- [TASK DIRECTIONS] Can you extract, word for word, the part of the Dragonfly and Redis thread below starting with "What if the" and going on through "some multi threading."?

- [PASSAGE SHOWN]
..............................

What if the database was designed to be run that way?
> You're comparing a box of Apples to a single apple.
Precisely. Dragonfly is a box of apples. Redis is a single apple that can be put in a box with other apples. If you run a "benchmark" comparing your box of apples against a sole apple, you're being either stupid or dishonest.
At least on AWS it is kind of hard to get 40 tiny VMs with sufficient speed on the infra side. Given that laptops get 40+ vCores these days, I think a single instances od anything should have some multi threading.
Licensed Work: Dragonfly including the software components, or any portion of them, and any modification.
Change Date: March 15, 2028
Change License: Apache License, Version 2.0, as published by the Apache Foundation.
Additional Use Grant: You may make use of the Licensed Work (i) only as part of your own product or service, provided it is not an in-memory data store product or service; and (ii) provided that you do not use, provide, distribute, or make available the Licensed Work as a Service. A “Service” is a commercial offering, product, hosted, or managed service, that allows third parties (other than your own employees and contractors acting on your behalf) to access and/or use the Licensed Work or a substantial set of the features or functionality of the Licensed Work to third parties as a software-as-a-service, platform-as-a-service, infrastructure-as-a-service or other similar services that compete with Licensor products or services.

..............................

- [DATASET ROWS]
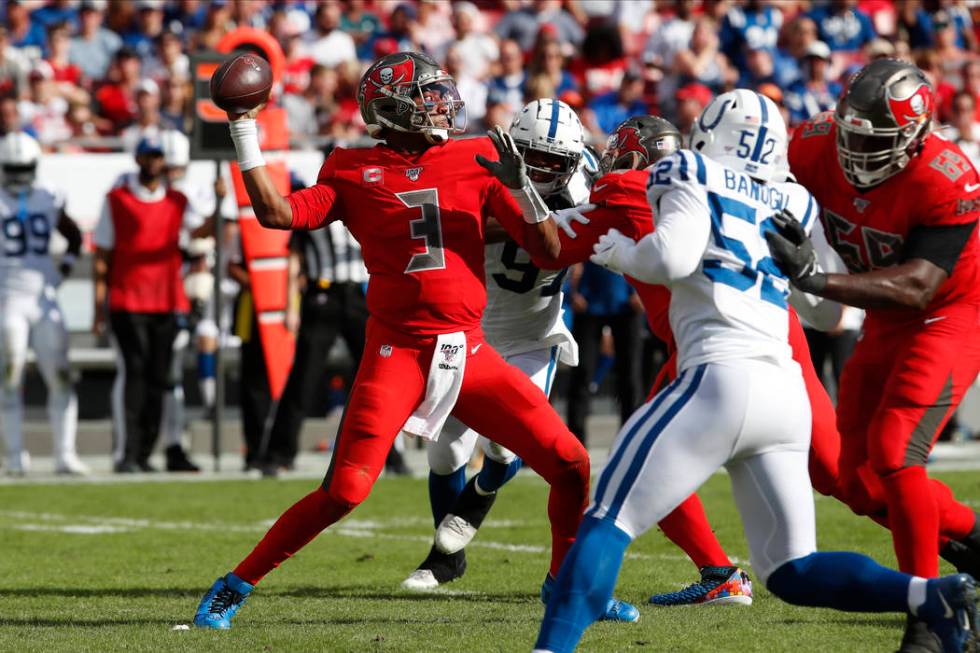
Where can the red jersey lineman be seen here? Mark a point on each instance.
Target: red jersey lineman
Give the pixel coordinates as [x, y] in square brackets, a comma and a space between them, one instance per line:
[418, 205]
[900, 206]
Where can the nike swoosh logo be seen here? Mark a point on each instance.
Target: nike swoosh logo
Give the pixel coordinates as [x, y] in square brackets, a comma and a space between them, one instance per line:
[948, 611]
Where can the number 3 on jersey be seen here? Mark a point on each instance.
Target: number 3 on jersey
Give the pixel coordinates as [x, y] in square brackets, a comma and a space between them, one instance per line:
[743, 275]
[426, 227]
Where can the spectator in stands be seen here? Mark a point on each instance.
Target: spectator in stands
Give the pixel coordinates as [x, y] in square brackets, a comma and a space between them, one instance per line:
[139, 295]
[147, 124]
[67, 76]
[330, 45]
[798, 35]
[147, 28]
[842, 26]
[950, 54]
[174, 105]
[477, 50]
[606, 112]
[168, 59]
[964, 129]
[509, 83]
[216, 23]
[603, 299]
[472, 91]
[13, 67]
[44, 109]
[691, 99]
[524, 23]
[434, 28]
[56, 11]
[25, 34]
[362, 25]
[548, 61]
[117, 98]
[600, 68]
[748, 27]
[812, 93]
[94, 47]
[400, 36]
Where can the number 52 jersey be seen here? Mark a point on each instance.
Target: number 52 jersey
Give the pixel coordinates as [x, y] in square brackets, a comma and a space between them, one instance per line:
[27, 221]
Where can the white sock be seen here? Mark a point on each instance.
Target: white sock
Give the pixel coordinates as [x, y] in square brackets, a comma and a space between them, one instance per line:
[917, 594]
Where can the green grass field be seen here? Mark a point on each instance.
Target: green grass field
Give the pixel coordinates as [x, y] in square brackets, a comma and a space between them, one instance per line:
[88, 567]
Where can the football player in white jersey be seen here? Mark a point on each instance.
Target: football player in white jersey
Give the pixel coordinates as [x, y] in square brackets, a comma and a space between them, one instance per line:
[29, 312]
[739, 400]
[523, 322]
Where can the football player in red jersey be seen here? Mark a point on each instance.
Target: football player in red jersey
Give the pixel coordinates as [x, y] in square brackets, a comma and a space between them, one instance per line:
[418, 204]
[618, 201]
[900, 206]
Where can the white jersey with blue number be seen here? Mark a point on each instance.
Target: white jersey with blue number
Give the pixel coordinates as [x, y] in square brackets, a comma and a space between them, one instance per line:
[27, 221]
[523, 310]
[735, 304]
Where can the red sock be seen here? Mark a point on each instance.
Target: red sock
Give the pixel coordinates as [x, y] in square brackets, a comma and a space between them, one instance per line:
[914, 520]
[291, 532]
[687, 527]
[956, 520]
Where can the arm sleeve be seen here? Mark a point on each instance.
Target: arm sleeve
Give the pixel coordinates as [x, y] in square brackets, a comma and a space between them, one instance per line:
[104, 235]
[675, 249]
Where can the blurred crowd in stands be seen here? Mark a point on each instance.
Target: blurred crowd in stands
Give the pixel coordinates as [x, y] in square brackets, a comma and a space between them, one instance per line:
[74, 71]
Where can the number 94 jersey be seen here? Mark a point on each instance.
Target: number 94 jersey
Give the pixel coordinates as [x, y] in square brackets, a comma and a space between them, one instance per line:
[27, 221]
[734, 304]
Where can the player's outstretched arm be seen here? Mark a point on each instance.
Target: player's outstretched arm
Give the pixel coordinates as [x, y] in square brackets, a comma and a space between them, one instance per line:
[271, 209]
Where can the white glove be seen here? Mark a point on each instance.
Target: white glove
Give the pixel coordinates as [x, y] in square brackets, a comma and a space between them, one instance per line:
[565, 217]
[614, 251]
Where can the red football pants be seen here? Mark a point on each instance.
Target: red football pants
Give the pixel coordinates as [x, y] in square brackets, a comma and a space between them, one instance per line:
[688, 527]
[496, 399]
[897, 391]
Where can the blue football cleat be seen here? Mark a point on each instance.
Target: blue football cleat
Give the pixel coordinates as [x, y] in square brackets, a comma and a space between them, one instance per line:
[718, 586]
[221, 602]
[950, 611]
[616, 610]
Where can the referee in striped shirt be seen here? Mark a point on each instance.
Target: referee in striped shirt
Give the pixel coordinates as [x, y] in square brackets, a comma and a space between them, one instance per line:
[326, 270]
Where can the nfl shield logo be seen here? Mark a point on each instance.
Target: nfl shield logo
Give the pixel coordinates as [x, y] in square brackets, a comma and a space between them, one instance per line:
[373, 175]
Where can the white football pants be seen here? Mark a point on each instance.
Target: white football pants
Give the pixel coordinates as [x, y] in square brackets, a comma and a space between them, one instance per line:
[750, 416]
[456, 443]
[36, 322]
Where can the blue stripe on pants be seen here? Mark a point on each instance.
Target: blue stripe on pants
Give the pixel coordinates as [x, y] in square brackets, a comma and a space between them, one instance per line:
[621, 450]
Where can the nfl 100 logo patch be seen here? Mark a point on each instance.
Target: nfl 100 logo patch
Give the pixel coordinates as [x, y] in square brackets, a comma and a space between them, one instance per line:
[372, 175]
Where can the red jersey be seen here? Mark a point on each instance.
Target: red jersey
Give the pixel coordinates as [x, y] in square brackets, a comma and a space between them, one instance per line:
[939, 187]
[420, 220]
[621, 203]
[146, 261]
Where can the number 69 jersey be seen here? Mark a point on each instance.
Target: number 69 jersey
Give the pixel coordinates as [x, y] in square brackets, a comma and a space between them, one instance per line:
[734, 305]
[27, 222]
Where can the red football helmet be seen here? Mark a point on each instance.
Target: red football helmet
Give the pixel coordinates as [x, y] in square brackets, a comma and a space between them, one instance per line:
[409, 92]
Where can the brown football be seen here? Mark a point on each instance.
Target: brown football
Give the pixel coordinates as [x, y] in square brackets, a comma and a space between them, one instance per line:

..............................

- [IN RESPONSE]
What if the database was designed to be run that way?
> You're comparing a box of Apples to a single apple.
Precisely. Dragonfly is a box of apples. Redis is a single apple that can be put in a box with other apples. If you run a "benchmark" comparing your box of apples against a sole apple, you're being either stupid or dishonest.
At least on AWS it is kind of hard to get 40 tiny VMs with sufficient speed on the infra side. Given that laptops get 40+ vCores these days, I think a single instances od anything should have some multi threading.